- **Set problem**: Rewrite the records below with "pointer" changed to "locator" wherever it occurs, keeping all other text the same.

- **Listed entries**:

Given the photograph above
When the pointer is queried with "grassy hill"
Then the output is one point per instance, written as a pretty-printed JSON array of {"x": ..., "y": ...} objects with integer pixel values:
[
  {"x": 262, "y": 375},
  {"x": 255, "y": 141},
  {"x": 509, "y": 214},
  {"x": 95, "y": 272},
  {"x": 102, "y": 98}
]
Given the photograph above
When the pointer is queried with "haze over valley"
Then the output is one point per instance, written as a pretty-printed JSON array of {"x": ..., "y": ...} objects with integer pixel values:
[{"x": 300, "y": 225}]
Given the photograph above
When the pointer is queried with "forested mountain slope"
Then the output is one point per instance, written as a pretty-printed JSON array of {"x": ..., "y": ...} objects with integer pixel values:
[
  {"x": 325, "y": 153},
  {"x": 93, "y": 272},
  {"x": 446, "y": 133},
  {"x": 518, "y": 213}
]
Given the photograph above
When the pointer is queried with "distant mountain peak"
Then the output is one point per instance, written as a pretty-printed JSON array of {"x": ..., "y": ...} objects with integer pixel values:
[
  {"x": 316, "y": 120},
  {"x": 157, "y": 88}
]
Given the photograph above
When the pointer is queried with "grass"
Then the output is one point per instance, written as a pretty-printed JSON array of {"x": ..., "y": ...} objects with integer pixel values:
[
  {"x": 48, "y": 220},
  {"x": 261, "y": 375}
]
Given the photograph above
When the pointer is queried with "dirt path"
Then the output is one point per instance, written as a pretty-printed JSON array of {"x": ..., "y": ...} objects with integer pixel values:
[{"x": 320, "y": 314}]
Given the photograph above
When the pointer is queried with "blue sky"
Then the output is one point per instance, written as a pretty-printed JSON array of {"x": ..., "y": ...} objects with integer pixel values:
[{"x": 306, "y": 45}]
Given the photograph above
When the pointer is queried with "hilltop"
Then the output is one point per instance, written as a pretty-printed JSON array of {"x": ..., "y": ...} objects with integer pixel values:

- **Response to this task**:
Given the photograph above
When the locator is queried with "grassy hill"
Then the output is one point per instance, written as a pretty-printed JSON array of {"x": ..., "y": ...} objects with integer pixel values:
[
  {"x": 262, "y": 375},
  {"x": 255, "y": 141},
  {"x": 509, "y": 214},
  {"x": 95, "y": 272},
  {"x": 102, "y": 98}
]
Given the photograph above
When the locator is queried with "haze over valley"
Then the output is one point per instance, written as a pretty-printed JSON array of {"x": ..., "y": ...} objects with integer pixel values:
[{"x": 300, "y": 225}]
Given the photograph above
When the locator is queried with "forested mountain slope"
Then the output is one point per instance, written as a pretty-printed JSON array of {"x": ..., "y": ...} objects with integer pixel values:
[
  {"x": 325, "y": 153},
  {"x": 93, "y": 272},
  {"x": 446, "y": 133},
  {"x": 518, "y": 213}
]
Given the photograph above
When the locator is queried with "distant mountain peak"
Then the output is one point per instance, written as a pretty-printed JSON array of {"x": ..., "y": ...} objects with integer pixel values:
[
  {"x": 316, "y": 120},
  {"x": 157, "y": 88}
]
Given the photograph above
When the locator is queried with "grass"
Then the output is one point per instance, written as a pretty-printed JSON array of {"x": ..., "y": ...} objects with integer pixel values:
[
  {"x": 48, "y": 220},
  {"x": 261, "y": 375}
]
Given the photograph above
When the locator is queried with "dirt path"
Then the output is one point per instance, written as a pretty-printed JSON array of {"x": ..., "y": ...} objects with integer pixel values:
[{"x": 320, "y": 314}]
Given the photograph above
When the locator is queried with "blue sky"
Then the output is one point per instance, written as a pretty-printed JSON array of {"x": ..., "y": ...} objects with integer pixel values:
[{"x": 306, "y": 45}]
Given the photograph above
When the locator is queried with "hilltop"
Then the output is one point per instance, written as a pretty-printed JSON array of {"x": ..., "y": ...} objects with integer pixel values:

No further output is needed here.